A 30-minute strategy session on your mentoring program might be just what you need!
For many of us, the topic of “human centred design” seems like a blast from the past. So why bring it up now? As we move further into the age of AI, this new species now growing up among us, we need to continue to think about how we approach design in a way that benefits humans.
Human centred design is a problem-solving approach rooted in empathy, creativity, and iteration. It starts with the people you are designing for and ends with solutions tailored to their needs. Rather than beginning with assumptions or business requirements, human centred design begins with questions. What do people need? How do they think and feel? What challenges do they face, and how do they navigate those challenges?
This approach rose to prominence in the design world through the work of thinkers like Herbert Simon, a Nobel laureate whose seminal book The Sciences of the Artificial laid the intellectual groundwork for design thinking as a discipline. Simon emphasized the importance of designing systems intentionally, not just analyzing them. In the 1990s, the design firm IDEO popularized the term human centred design and applied it to everything from product development to services and systems. David Kelley, one of IDEO’s founders and a key figure at the Stanford d.school, helped bring design thinking into business schools and boardrooms, reframing it as a toolkit for innovation.
Another major contributor is Don Norman, former Vice President at Apple and author of The Design of Everyday Things. Norman emphasized the need for products and systems to accommodate human behaviour, mental models, and limitations. He was one of the first to coin the term user centred design, which later evolved into human centred design as it expanded to include broader emotional, social, and systemic dimensions.

• **Recorded data**
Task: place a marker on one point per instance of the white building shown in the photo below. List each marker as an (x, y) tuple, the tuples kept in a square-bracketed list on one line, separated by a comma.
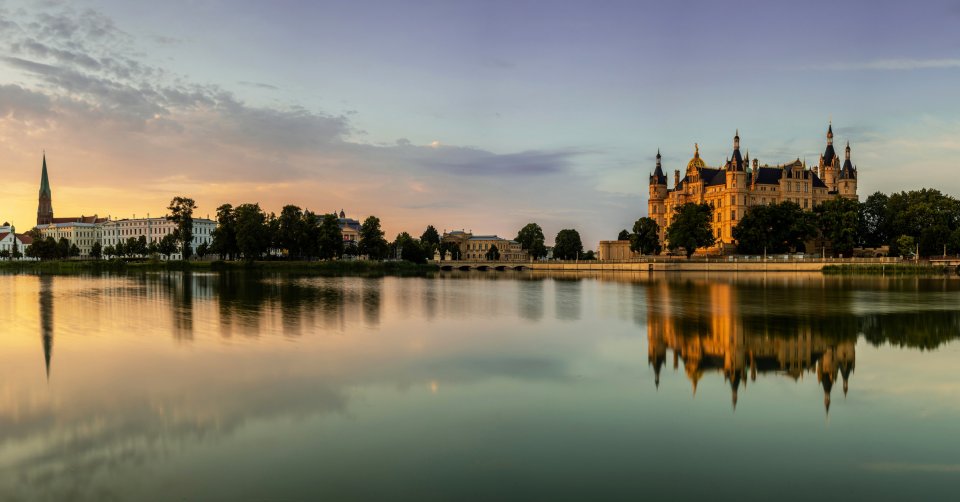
[(83, 234), (154, 229)]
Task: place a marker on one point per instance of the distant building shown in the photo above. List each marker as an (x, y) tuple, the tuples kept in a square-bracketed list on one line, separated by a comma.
[(45, 204), (615, 250), (475, 247), (82, 232), (349, 228), (735, 186), (154, 229)]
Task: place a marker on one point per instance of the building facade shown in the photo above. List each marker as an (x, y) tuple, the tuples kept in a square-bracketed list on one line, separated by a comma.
[(155, 229), (83, 231), (732, 188), (475, 247)]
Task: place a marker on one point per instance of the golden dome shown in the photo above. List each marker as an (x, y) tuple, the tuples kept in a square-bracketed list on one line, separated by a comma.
[(696, 162)]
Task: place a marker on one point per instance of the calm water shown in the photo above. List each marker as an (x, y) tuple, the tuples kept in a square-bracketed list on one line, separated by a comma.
[(478, 386)]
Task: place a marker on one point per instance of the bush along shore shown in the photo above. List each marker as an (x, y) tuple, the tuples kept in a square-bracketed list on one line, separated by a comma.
[(334, 267), (890, 269)]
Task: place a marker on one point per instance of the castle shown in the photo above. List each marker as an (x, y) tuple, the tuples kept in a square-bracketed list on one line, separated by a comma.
[(734, 187)]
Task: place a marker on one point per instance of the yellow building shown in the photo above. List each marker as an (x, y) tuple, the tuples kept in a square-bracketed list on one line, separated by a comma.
[(723, 340), (475, 247), (731, 189)]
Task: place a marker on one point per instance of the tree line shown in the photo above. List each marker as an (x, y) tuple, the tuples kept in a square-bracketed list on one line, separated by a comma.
[(924, 222)]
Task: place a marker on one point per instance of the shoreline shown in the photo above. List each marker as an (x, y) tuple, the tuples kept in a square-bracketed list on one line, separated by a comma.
[(402, 268)]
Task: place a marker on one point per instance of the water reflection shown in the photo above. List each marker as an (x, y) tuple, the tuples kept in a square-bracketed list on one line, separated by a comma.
[(742, 329), (163, 375), (46, 319)]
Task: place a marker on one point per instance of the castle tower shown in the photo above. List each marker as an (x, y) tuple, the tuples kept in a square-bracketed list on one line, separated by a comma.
[(847, 185), (737, 194), (45, 205), (829, 166), (656, 206)]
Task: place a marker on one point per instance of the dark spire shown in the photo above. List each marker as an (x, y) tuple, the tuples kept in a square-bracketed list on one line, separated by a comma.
[(658, 177), (848, 171), (44, 180), (829, 155), (736, 160), (44, 204)]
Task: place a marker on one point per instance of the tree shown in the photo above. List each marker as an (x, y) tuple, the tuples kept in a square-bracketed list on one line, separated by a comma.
[(167, 245), (927, 215), (372, 242), (310, 235), (253, 237), (225, 235), (567, 245), (140, 247), (690, 228), (290, 230), (646, 236), (181, 214), (839, 223), (409, 249), (531, 239), (329, 238), (63, 248), (905, 245), (774, 228), (430, 240), (451, 249), (876, 220)]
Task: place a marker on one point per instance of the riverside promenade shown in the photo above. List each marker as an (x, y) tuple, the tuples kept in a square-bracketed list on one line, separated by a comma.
[(674, 264)]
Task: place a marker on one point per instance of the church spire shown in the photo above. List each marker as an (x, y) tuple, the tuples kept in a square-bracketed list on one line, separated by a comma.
[(44, 205), (44, 180)]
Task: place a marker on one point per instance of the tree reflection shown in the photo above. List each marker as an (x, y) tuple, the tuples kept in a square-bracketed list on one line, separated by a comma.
[(742, 330), (46, 319)]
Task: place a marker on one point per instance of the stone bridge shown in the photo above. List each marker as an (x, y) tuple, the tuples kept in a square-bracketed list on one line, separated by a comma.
[(482, 265)]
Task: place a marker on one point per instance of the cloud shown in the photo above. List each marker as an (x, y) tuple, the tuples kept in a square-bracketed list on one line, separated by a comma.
[(258, 85)]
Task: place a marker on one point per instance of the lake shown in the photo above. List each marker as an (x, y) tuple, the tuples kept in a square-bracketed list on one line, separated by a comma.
[(479, 386)]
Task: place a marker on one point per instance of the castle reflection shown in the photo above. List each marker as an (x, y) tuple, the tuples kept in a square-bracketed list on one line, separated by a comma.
[(715, 328)]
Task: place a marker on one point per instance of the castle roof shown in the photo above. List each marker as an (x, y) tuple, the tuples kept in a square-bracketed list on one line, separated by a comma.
[(44, 180), (696, 162)]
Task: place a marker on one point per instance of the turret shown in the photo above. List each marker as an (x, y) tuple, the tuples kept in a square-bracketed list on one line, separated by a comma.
[(736, 160), (829, 163), (847, 184)]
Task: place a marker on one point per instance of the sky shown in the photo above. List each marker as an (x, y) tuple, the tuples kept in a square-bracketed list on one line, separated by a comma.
[(475, 115)]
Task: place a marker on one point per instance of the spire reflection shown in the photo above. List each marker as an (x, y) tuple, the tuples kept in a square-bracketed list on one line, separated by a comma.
[(46, 319), (718, 328)]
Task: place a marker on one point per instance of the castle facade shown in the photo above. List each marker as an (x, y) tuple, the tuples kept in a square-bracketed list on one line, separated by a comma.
[(732, 188)]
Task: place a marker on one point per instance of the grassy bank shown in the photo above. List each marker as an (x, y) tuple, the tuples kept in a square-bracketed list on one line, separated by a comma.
[(891, 269), (362, 268)]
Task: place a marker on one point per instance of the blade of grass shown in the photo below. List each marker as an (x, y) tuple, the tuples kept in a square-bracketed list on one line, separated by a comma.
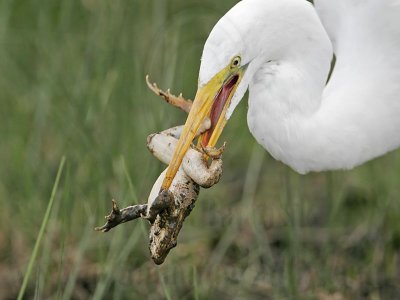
[(41, 231)]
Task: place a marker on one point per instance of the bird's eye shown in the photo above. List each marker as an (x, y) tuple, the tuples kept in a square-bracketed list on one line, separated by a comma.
[(235, 62)]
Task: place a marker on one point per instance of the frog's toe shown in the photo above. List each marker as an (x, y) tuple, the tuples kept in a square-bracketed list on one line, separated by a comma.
[(213, 152)]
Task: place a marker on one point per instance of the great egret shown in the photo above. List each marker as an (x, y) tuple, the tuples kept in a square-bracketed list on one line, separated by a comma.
[(281, 50)]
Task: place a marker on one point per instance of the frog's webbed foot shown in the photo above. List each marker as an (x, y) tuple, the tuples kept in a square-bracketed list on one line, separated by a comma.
[(118, 216), (177, 101), (213, 152), (164, 201)]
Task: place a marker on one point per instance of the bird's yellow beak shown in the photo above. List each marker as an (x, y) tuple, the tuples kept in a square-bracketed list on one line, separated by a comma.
[(212, 100)]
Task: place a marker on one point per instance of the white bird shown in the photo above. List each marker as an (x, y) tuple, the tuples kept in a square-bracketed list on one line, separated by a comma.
[(281, 50)]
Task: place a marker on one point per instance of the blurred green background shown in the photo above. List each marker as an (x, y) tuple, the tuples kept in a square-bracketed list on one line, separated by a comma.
[(72, 83)]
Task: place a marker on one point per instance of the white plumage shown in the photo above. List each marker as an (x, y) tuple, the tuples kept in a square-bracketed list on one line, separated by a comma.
[(288, 46)]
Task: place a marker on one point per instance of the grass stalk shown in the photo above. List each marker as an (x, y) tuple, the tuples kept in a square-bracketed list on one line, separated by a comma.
[(41, 231)]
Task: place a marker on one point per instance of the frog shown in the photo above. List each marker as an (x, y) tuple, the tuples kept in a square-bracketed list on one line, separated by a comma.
[(166, 210)]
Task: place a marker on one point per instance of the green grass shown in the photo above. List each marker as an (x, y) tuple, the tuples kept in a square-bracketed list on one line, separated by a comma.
[(72, 83)]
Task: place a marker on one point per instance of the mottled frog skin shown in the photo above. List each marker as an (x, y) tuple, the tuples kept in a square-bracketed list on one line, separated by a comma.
[(166, 210)]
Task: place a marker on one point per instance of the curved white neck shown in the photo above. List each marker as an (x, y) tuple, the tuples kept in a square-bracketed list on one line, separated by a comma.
[(293, 118)]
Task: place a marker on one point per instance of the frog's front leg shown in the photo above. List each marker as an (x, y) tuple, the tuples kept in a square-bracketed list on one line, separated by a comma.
[(118, 216)]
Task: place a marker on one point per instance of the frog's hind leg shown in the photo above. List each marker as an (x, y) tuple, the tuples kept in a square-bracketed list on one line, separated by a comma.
[(177, 101)]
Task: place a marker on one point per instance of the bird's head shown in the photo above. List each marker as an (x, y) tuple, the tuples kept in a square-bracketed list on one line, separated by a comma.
[(248, 36)]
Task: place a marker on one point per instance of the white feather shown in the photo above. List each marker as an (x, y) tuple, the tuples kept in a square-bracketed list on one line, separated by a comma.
[(308, 126)]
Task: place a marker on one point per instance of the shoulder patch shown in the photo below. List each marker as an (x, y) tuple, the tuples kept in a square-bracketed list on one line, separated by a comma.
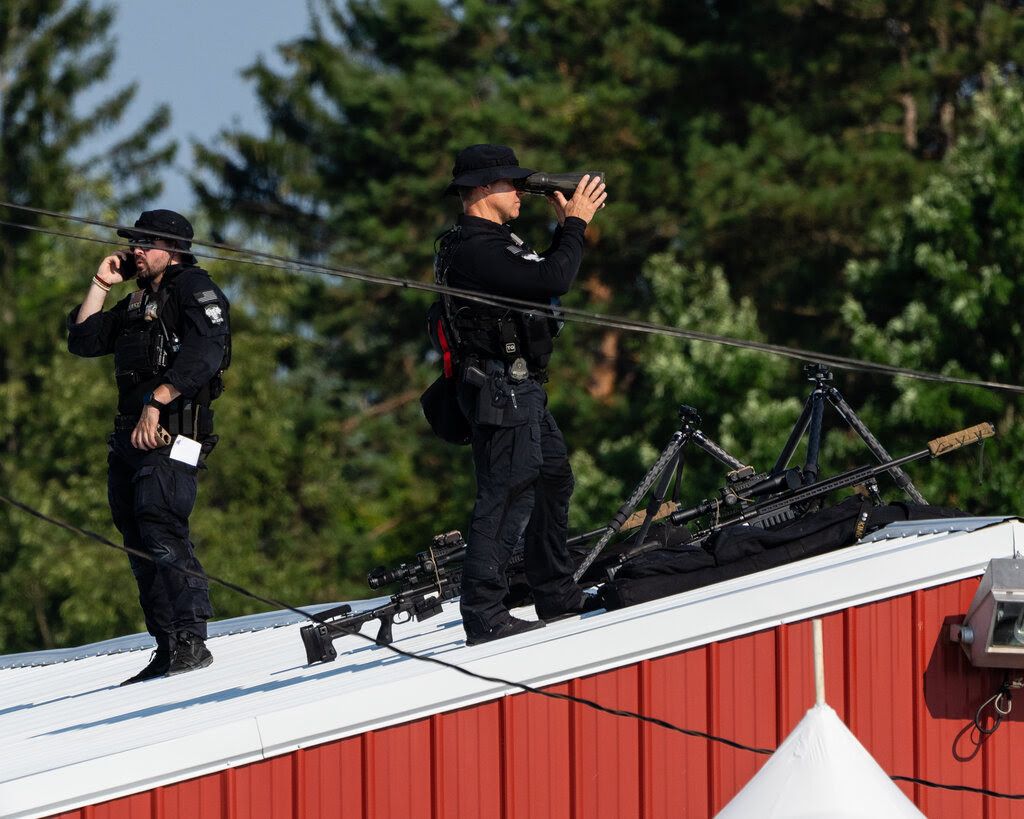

• **Tasks to carry out**
- a) In the human-centered design text, which design firm popularized the term in the 1990s?
- b) Pick up the human-centered design text after its final sentence and keep writing it.
The entries have no connection to the human-centered design text.

• **Results for the exercise**
- a) IDEO

- b)
At its core, human centred design operates on three stages: inspiration, ideation, and implementation. In the inspiration phase, designers observe and engage with people to understand their experiences. During ideation, these insights inform creative problem solving. Implementation focuses on testing, refining, and delivering the final solution. Each stage involves ongoing feedback and adaptation.
This approach is not only for consumer products or social innovation labs. It has quietly been reshaping how we think about relationships, learning, and development inside organizations. Nowhere is its impact more needed than in the design of mentoring programs.
At Pollinate Networks, we build our mentoring programs, assessments, and technology tools using a human centred design approach from the ground up. We start with people, not templates. We design for human experience, not just program administration. That means embedding empathy, flexibility, and inclusion into everything we create.

Mentoring is, by definition, a human relationship. Yet, many programs treat it like a logistics puzzle that will be solved with overly simplistic matching algorithms, spreadsheets, and checklists. They often focus on administrative efficiency at the expense of depth, nuance, and the lived experience of participants. Human centred design can reorient mentoring programs back to what they are supposed to be about: people helping people grow. At Pollinate, we blend the efficiency of algorithmic thinking with the necessity of understanding people’s needs and identities to make programs effective. This includes the development of Cross-Pollinate AI, a tool designed to enhance but not replace human insight.
First, let us consider how most mentoring programs are designed. A program manager identifies the organizational goal, sends out a call for mentors and mentees, gathers basic data, and performs matches. Once paired, participants are often left to figure it out themselves. Sometimes there are check ins, maybe an end of program survey. But the experience is largely unexamined.
A human centred design approach flips this process. Rather than starting with the program’s structure, we begin with listening. What do potential mentors hope to give and gain? What do mentees fear, want, or expect? What barriers have people experienced in past mentoring relationships? This kind of inquiry, drawn from interviews, observations, and even journey mapping, reveals deeper insights.
At Pollinate, our mentoring readiness assessments and conversation frameworks come directly from this type of discovery. We do not assume what mentoring success looks like for everyone. We build pathways that account for diverse goals, fears, and social contexts. Our assessments are not checkboxes. They are tools to help people reflect, grow, and feel more prepared to enter a meaningful relationship.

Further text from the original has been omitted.